Your tasks:
**A)** Quote the passage of the climate sensitivity article that opens with the words containing "So what did" and closes with "1.6C and 1.4C.", copying it word for word.
**B)** Continue the article on the climate sensitivity study from where it stops.

Essentially, you fall foul of what’s known as “single-study syndrome” – you make a decision based on one scientific study, which is most likely just one step in the process of understanding a particular problem.
When it comes to understanding the impact of human emissions on the climate, thousands of studies published over decades (over which time probably many bars of chocolate and coffee were consumed) are what builds understanding.
And so we come to new research published in the journal Nature Geoscience suggesting global warming might not occur quite so quickly as other studies have suggested it would.
New Scientist magazine said the study could mean the world had a “second chance” to avoid dangerous climate change. The BBC reported how the study had concluded that the rate of global warming would “lead to lower temperature rises in the short term”. The Sydney Morning Herald also reported that the study “could” mean global warning might be slower in the short term.
So what did the research actually say? The study looked at two things and put numbers to them.
Transient Climate Response (TCR) looks at the likely globally averaged warming we’ll see at the point when the amount of carbon dioxide in the atmosphere is double what it was at the start of the industrial revolution.
Based on what’s been happening to the planet in the most recent decade, the study finds that at the point when CO2 in the atmosphere doubles, global warming could be as low as 0.9C and as high as 2.0C but will most likely be 1.3C. This best estimate is very slightly lower than previous estimates of 1.6C and 1.4C.
The 2007 United Nations Intergovernmental Panel on Climate Change Report said TCR was “very likely larger than 1C and very unlikely greater than 3C”.
Given the world has already warmed by about 1C, it looks as though we can already discount the lower end of this estimate. For example, the recent study carried out by the Berkley Earth Surface Temperature Study found the world had warmed by 0.9C since 1950.
The Nature Geoscience study also looks at what’s called Equilibrium Climate Sensitivity (ECS) – the global warming you would expect if you applied a sharp pull on the handbrake to completely hold the amount of carbon dioxide in the atmosphere once it gets to double what it was. You then wait a century or three for the climate system to settle (think of the time needed to ice sheets and heat to move through and out of the oceans).
On this, the paper says the best estimate is 2.0C but with a range as low as 1.2C and as high as 3.9C. On all the findings, the study’s authors make the point that:
… caution is required in interpreting any short period, especially a recent one for which details of forcing and energy storage inventories are still relatively unsettled: both could make significant changes to the energy budget.
In other words, this isn’t the end of it. Like many other studies on climate change, this study needs to be carefully interpreted.
It comes as human emissions have managed to raise the level of CO2 in the atmosphere to its highest point in several million years – a time when sea levels were a few metres higher than today.
To use a drinking analogy, the findings come with a round of caveat chasers and bowls of bar snacks filled with uncertainties.
For example, the Nature Geosciences study uses a new IPCC scenario on emissions (known as RCP4.5) that presumes the world will take some decisive action on climate change. This might happen, but it might not.
Will the major and emerging economies continue to pour CO2 into the atmosphere at the rate they’ve been doing recently? Will that rate increase or level off? How will methane emissions from melting permafrost or increases in agriculture change the picture? Could the recent rapid decline in Arctic sea create a tipping point?

Collected material:
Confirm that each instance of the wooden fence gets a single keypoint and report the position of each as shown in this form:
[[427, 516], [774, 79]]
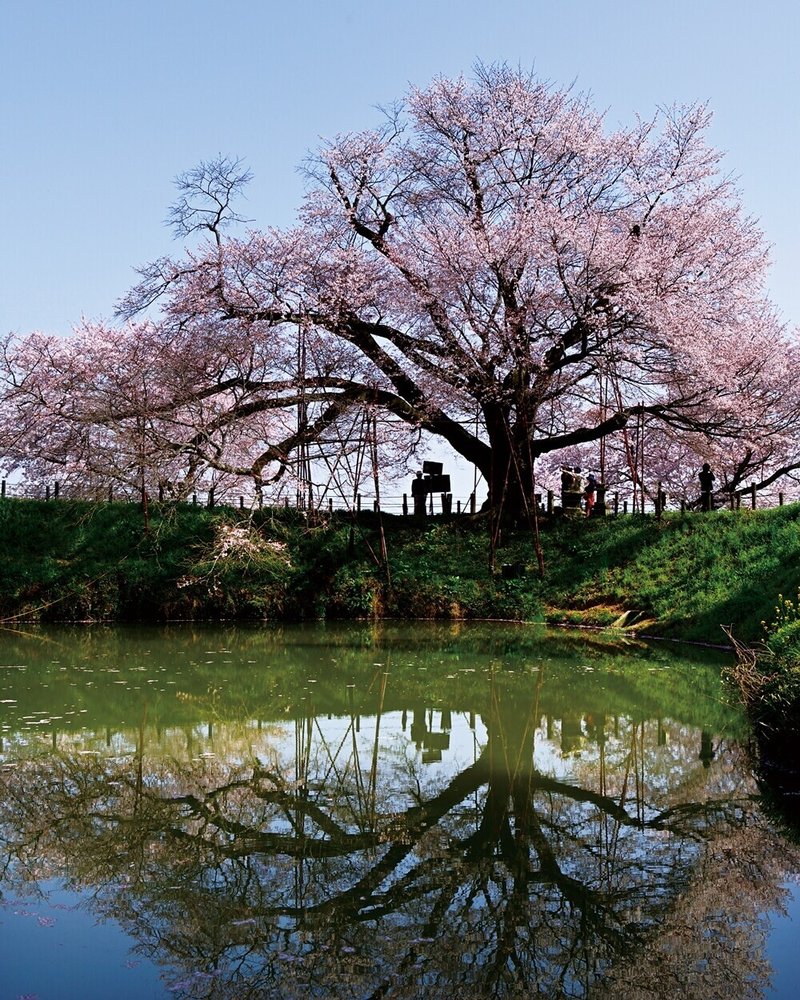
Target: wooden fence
[[548, 503]]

Responses per task:
**A)**
So what did the research actually say? The study looked at two things and put numbers to them.
Transient Climate Response (TCR) looks at the likely globally averaged warming we’ll see at the point when the amount of carbon dioxide in the atmosphere is double what it was at the start of the industrial revolution.
Based on what’s been happening to the planet in the most recent decade, the study finds that at the point when CO2 in the atmosphere doubles, global warming could be as low as 0.9C and as high as 2.0C but will most likely be 1.3C. This best estimate is very slightly lower than previous estimates of 1.6C and 1.4C.

**B)**
I asked Professor Steven Sherwood, a director of the University of New South Wales Climate Change Research Centre, for his view on the study and how it fits into the broader climate issue.
It’s one of many studies each year offering new evidence that favours either a higher or lower estimate of future global warming. The revision it proposes is pretty small, and the method used is not that accurate due to observational limitations and natural variations in the system. So it’s one more piece of evidence for the scientific community to consider, but hardly affects the big picture.
The study concerns what we call the “transient climate response” or TCR, which is based on a hypothetical scenario. The actual warming would be much larger than the TCR for a couple of reasons. First, burning all available coal and other fuels will at least triple or quadruple the amount of carbon dioxide in the atmosphere, but the TCR only includes a doubling. Second, it doesn’t count the effects of other greenhouse gases like methane, which are likely to rise in the future due to agriculture and other human activities, and currently increase the impact of CO2 by about 50%.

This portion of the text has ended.